> _Short task_: Reproduce verbatim every line from the one that includes "Category: yellow parking stripe" to the closing line of the entries; omit everything before it.

> _Material provided_:
+--

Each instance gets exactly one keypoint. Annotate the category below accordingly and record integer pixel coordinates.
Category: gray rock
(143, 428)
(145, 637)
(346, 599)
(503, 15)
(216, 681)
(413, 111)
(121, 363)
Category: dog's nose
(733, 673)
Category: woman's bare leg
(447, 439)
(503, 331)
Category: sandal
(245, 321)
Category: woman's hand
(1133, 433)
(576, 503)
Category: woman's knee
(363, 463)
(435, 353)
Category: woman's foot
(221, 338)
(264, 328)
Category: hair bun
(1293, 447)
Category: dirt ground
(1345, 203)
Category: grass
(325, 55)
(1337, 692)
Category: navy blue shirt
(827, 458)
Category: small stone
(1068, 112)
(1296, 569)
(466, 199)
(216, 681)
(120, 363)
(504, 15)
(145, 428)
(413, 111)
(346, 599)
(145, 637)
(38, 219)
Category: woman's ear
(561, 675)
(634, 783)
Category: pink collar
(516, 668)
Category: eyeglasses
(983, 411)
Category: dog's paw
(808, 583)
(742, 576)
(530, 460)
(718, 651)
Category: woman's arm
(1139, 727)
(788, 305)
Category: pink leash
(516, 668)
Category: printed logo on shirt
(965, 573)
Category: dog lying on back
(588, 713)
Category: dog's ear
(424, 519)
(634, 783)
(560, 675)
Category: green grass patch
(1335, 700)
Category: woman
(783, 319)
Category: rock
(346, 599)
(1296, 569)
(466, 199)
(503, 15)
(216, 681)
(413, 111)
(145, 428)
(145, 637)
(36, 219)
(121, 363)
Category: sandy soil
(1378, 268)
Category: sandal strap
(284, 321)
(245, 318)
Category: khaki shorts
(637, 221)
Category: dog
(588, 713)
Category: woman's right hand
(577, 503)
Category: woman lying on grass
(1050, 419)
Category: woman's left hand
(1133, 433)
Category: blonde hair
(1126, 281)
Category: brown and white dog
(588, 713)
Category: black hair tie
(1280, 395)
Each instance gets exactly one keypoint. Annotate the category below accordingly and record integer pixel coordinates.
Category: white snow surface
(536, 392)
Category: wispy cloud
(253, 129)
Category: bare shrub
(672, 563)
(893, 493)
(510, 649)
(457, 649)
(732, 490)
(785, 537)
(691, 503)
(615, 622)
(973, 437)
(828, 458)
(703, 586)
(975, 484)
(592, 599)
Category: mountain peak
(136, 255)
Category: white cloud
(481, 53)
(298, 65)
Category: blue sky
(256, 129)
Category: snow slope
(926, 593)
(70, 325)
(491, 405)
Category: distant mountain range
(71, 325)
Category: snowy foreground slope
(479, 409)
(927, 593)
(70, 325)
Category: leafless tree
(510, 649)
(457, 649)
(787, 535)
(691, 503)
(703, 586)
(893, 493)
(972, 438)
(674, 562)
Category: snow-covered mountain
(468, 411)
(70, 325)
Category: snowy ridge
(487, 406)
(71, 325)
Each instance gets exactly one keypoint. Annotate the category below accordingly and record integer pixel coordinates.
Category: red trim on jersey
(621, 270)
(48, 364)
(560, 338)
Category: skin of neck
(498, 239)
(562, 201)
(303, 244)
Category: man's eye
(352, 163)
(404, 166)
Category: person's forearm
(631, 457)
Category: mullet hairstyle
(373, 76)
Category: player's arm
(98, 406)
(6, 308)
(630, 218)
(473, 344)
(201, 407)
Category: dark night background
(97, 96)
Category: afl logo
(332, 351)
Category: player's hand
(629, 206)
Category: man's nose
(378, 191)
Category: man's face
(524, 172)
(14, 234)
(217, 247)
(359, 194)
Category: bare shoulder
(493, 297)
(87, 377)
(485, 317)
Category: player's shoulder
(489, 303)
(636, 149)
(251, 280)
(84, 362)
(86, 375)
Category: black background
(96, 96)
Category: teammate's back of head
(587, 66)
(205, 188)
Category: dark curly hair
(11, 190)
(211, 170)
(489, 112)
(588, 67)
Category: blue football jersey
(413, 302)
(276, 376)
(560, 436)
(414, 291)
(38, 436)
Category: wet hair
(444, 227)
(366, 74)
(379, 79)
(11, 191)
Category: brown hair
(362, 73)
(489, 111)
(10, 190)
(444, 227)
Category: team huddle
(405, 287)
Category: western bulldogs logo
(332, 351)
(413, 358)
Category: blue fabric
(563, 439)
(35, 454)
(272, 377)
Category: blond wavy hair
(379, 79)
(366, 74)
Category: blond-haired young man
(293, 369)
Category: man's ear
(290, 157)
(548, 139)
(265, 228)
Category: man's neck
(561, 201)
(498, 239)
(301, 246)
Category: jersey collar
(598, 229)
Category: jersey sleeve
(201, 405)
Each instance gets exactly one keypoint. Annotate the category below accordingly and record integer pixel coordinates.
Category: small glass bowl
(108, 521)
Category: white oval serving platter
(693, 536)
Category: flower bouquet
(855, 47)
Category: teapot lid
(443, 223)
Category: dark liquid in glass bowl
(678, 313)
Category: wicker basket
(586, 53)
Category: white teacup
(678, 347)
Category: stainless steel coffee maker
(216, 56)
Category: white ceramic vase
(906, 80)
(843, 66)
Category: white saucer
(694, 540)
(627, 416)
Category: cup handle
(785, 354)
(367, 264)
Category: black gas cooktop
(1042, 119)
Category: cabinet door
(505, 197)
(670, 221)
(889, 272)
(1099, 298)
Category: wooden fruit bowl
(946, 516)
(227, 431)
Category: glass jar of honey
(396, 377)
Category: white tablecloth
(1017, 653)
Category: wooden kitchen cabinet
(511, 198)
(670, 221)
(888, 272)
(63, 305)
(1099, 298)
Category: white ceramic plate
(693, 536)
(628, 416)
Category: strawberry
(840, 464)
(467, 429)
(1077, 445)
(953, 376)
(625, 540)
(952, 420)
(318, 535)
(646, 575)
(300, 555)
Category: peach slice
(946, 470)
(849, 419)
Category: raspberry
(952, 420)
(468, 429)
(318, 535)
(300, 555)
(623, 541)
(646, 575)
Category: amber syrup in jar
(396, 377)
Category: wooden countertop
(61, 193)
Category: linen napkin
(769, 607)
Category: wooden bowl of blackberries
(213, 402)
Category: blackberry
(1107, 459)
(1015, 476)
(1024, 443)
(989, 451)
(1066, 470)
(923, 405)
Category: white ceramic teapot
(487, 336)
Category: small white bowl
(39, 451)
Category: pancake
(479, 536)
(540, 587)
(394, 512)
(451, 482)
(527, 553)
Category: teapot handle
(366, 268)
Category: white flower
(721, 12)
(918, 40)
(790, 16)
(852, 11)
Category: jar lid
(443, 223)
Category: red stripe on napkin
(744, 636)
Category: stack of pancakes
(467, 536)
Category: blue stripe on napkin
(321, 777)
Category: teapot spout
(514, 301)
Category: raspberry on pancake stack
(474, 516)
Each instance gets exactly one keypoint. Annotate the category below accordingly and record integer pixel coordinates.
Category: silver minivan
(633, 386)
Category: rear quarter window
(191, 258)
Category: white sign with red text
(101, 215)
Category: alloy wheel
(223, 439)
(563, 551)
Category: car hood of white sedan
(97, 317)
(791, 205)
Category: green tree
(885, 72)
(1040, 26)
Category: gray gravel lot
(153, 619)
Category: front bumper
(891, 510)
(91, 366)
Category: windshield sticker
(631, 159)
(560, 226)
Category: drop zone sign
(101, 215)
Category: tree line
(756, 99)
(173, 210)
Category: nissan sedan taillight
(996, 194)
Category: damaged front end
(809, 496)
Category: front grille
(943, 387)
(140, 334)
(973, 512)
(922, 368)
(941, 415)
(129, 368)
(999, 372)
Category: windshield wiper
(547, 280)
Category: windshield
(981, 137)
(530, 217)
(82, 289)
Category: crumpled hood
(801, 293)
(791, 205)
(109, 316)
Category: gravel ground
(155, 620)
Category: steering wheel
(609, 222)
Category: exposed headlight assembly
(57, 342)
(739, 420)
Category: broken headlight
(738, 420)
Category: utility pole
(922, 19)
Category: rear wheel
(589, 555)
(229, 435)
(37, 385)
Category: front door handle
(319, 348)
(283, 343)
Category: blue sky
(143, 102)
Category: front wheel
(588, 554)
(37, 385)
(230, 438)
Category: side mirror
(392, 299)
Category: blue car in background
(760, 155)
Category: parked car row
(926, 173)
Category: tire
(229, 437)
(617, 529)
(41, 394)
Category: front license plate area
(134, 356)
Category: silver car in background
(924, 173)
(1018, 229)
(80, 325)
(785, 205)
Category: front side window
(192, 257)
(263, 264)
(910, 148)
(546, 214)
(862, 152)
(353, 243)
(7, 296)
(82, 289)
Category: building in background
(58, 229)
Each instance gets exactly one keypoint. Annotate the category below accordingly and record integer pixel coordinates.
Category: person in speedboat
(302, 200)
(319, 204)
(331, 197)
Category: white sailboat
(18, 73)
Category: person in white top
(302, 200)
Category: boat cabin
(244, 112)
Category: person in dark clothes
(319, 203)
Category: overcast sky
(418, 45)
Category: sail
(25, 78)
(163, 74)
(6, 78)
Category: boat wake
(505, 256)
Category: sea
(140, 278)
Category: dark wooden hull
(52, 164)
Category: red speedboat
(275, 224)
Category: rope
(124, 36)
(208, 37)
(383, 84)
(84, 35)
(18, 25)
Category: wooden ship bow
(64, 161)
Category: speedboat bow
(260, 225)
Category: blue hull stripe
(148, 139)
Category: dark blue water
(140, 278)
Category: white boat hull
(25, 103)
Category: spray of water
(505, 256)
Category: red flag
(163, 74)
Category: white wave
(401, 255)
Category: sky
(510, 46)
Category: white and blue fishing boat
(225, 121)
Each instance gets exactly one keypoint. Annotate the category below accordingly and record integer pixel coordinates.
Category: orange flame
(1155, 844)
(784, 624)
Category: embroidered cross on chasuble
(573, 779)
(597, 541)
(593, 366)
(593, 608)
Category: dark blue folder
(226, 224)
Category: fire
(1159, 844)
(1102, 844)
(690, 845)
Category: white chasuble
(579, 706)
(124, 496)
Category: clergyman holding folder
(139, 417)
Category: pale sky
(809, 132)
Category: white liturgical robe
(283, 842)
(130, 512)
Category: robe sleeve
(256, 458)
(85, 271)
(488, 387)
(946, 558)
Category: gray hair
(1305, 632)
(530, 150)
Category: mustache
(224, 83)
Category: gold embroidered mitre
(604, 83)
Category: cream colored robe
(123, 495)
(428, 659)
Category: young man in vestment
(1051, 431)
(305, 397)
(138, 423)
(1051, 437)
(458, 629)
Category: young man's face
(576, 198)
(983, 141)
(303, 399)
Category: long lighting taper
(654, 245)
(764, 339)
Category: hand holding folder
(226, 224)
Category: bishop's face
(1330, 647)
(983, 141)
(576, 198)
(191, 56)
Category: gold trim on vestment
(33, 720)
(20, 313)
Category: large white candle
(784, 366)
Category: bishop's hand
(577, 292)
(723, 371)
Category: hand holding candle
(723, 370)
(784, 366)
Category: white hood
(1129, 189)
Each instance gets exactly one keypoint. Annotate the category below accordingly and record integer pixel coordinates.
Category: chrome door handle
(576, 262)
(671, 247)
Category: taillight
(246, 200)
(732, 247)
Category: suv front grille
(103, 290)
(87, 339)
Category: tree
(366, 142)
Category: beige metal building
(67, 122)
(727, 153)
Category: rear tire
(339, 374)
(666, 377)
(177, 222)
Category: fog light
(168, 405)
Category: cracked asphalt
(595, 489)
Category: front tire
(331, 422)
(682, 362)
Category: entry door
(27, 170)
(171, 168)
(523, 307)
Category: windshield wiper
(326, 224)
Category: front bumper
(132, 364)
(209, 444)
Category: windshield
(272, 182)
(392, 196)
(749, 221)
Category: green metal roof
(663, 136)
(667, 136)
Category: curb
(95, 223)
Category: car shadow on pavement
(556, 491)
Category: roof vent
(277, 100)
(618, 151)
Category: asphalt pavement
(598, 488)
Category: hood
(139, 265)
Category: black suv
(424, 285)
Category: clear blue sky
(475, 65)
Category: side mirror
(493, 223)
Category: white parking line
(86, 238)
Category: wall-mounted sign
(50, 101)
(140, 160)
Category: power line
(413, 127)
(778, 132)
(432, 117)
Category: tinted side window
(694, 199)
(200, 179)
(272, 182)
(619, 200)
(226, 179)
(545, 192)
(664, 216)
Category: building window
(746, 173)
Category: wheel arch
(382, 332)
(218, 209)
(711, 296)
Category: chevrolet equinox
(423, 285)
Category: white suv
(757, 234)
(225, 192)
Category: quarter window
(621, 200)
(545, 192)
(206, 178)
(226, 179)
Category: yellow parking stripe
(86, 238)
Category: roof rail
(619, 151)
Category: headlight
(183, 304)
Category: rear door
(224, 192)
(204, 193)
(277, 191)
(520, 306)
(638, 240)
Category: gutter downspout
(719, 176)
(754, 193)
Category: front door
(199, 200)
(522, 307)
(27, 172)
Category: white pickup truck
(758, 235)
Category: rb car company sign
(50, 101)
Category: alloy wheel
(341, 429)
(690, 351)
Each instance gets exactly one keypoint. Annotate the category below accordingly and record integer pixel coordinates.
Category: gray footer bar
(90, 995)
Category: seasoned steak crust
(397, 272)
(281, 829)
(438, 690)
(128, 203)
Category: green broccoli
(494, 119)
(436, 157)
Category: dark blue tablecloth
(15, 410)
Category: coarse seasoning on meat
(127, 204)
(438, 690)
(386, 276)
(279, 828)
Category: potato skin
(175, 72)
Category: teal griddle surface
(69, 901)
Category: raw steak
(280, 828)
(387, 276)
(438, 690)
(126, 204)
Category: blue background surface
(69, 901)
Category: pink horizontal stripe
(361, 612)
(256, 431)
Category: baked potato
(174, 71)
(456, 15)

+--

> _Reply to the task_:
Category: yellow parking stripe
(86, 238)
Category: roof rail
(619, 151)
Category: headlight
(183, 304)
Category: rear door
(224, 192)
(204, 193)
(277, 191)
(520, 306)
(638, 240)
Category: gutter downspout
(719, 176)
(754, 193)
Category: front door
(199, 200)
(522, 307)
(27, 172)
Category: white pickup truck
(758, 235)
Category: rb car company sign
(50, 101)
Category: alloy wheel
(341, 429)
(690, 351)
Each instance gets exactly one keypoint. Annotate the category below accordingly and record integer pixel coordinates.
Category: gray footer bar
(90, 995)
Category: seasoned steak crust
(397, 272)
(281, 829)
(438, 690)
(128, 203)
Category: green broccoli
(494, 119)
(436, 157)
Category: dark blue tablecloth
(15, 410)
Category: coarse seasoning on meat
(127, 204)
(438, 690)
(386, 276)
(279, 828)
Category: potato skin
(175, 72)
Category: teal griddle surface
(69, 901)
Category: raw steak
(280, 828)
(387, 276)
(438, 690)
(126, 204)
Category: blue background surface
(69, 901)
Category: pink horizontal stripe
(361, 612)
(256, 431)
Category: baked potato
(174, 71)
(456, 15)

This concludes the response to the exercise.